PROBLEM DETAILS: Please show all lines of the records that include "below".

....................

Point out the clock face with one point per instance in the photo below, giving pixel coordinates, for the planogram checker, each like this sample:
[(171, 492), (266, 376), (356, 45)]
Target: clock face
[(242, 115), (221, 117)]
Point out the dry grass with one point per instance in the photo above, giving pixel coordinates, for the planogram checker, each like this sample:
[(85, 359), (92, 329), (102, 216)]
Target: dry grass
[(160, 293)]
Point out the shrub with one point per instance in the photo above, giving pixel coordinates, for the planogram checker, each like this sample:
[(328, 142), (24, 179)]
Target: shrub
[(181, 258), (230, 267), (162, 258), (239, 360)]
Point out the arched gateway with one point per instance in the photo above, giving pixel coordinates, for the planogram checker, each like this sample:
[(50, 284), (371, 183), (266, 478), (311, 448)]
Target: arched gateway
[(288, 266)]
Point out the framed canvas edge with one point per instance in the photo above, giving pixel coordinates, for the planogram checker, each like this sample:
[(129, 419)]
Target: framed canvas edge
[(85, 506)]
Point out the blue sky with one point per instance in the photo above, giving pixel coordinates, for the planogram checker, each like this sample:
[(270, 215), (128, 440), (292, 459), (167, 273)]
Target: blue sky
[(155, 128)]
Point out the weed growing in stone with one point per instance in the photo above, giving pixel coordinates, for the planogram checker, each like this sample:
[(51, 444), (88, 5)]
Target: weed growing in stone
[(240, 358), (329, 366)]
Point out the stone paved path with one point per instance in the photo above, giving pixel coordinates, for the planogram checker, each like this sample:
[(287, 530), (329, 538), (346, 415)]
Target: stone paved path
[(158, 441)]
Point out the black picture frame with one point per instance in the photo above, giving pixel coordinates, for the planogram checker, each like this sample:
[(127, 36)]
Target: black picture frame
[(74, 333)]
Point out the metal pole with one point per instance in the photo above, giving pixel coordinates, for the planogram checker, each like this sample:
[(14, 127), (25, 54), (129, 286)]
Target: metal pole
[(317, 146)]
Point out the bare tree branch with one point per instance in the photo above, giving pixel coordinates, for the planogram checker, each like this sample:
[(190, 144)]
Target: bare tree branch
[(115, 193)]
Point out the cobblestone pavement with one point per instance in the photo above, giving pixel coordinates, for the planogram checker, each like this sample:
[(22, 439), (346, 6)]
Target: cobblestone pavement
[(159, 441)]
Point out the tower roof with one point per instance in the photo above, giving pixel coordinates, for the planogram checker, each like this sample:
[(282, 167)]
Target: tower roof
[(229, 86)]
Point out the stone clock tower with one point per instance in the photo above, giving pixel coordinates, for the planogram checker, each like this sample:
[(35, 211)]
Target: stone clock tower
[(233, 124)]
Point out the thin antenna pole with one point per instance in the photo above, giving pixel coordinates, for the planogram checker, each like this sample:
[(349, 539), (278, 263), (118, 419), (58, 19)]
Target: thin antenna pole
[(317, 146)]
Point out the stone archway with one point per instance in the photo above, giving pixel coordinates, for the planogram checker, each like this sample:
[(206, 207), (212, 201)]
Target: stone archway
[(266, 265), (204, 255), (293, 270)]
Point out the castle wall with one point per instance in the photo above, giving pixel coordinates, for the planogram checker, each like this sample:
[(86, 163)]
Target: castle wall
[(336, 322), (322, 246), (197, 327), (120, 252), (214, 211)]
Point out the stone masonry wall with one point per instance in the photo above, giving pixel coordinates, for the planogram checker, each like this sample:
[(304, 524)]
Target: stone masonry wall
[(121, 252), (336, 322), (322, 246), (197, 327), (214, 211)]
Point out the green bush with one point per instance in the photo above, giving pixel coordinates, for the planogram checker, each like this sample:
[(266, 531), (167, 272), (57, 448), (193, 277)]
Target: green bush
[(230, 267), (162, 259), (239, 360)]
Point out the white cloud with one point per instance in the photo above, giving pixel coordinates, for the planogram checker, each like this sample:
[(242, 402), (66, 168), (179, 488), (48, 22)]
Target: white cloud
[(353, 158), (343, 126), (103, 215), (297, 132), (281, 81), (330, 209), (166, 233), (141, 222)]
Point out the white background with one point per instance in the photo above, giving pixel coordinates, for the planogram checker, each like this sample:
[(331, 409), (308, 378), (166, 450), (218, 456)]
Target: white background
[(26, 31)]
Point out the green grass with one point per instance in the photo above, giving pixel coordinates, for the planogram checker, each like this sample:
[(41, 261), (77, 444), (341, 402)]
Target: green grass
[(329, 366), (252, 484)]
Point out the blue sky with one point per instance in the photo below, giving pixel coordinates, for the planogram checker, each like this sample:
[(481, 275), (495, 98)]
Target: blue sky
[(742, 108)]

....................

SOLUTION FOR THIS PROBLEM:
Point out the clock face with one point per instance in the photo below, giving pixel coordinates, for the planogram checker, each like this sample:
Point out the blue sky with one point per instance in the photo below, giving pixel coordinates, for the planogram checker, each like this sample:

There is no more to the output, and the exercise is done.